EXERCISE MATERIALS:

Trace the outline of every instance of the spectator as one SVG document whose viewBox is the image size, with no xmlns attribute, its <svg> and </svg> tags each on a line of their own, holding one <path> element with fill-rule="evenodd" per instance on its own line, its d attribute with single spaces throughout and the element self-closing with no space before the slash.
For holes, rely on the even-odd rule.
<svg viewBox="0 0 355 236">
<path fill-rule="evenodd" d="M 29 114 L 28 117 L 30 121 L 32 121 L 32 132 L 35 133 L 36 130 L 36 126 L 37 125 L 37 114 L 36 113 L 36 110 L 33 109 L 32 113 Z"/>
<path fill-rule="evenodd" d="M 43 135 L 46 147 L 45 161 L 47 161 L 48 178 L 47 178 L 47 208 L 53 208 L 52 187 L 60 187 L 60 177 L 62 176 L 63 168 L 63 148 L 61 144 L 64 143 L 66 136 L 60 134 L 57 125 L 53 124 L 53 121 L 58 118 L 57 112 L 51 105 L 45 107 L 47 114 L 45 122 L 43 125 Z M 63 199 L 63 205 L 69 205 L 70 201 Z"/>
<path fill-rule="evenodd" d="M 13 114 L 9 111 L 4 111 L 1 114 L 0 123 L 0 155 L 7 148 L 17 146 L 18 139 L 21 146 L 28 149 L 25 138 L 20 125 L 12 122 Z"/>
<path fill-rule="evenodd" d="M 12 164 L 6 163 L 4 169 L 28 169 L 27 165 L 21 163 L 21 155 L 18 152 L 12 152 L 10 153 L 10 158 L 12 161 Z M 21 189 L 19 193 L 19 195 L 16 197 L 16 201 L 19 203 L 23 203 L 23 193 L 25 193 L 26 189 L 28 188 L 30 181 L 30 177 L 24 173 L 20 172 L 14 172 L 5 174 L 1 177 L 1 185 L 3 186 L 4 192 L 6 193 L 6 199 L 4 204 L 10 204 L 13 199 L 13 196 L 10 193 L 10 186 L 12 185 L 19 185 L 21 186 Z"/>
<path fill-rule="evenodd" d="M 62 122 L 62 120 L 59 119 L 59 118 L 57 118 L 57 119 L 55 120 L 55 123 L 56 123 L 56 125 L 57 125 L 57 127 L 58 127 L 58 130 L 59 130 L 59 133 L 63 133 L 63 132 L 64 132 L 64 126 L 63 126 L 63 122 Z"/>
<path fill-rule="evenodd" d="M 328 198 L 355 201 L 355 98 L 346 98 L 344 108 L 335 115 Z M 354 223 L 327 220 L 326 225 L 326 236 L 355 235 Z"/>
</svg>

TASK INSTRUCTIONS: Render the items above as a two-column CSV with the header text,answer and one row for each item. Put each item's text and its answer in a double-quoted field of their own, and turn line breaks into spaces.

CORRECT ANSWER:
text,answer
"Trace the outline of every instance of the spectator as one SVG document whose viewBox is the image size, with no xmlns attribute, its <svg> and </svg> tags each on a line of their own, holding one <path> element with fill-rule=""evenodd"" per instance on its own line, its d attribute with single spaces throughout and the element self-closing with no space before the slash. For holes, rely on the even-odd rule.","<svg viewBox=""0 0 355 236""> <path fill-rule=""evenodd"" d=""M 29 114 L 28 117 L 30 121 L 32 121 L 32 132 L 35 133 L 36 130 L 36 126 L 37 125 L 37 114 L 36 113 L 36 110 L 33 109 L 32 113 Z""/> <path fill-rule=""evenodd"" d=""M 43 135 L 46 147 L 45 161 L 47 161 L 48 178 L 47 178 L 47 208 L 53 208 L 52 187 L 60 187 L 60 177 L 62 176 L 63 168 L 63 148 L 61 144 L 64 143 L 66 136 L 60 134 L 57 125 L 53 124 L 53 121 L 58 118 L 57 112 L 51 105 L 45 107 L 47 114 L 45 122 L 43 125 Z M 63 199 L 63 205 L 69 205 L 70 201 Z""/> <path fill-rule=""evenodd"" d=""M 13 114 L 9 111 L 4 111 L 1 114 L 0 123 L 0 155 L 7 148 L 17 146 L 18 139 L 21 146 L 28 149 L 25 138 L 20 125 L 12 122 Z""/> <path fill-rule=""evenodd"" d=""M 12 164 L 6 163 L 4 169 L 28 169 L 27 165 L 21 163 L 21 155 L 18 152 L 12 152 L 10 153 L 10 158 L 12 161 Z M 21 189 L 19 193 L 19 195 L 16 197 L 16 201 L 19 203 L 23 203 L 23 193 L 25 193 L 26 189 L 28 188 L 30 181 L 30 177 L 24 173 L 20 172 L 14 172 L 5 174 L 1 177 L 1 185 L 3 186 L 4 192 L 6 193 L 6 199 L 4 204 L 10 204 L 13 199 L 13 196 L 10 193 L 10 186 L 12 185 L 19 185 L 21 186 Z""/> <path fill-rule=""evenodd"" d=""M 62 122 L 62 120 L 59 119 L 59 118 L 57 118 L 57 119 L 55 120 L 55 123 L 56 123 L 56 125 L 57 125 L 57 127 L 58 127 L 58 130 L 59 130 L 59 133 L 63 133 L 63 132 L 64 132 L 64 126 L 63 126 L 63 122 Z""/> <path fill-rule=""evenodd"" d=""M 328 198 L 355 201 L 355 98 L 346 98 L 344 108 L 335 115 Z M 354 223 L 327 220 L 326 225 L 326 236 L 355 235 Z""/> </svg>"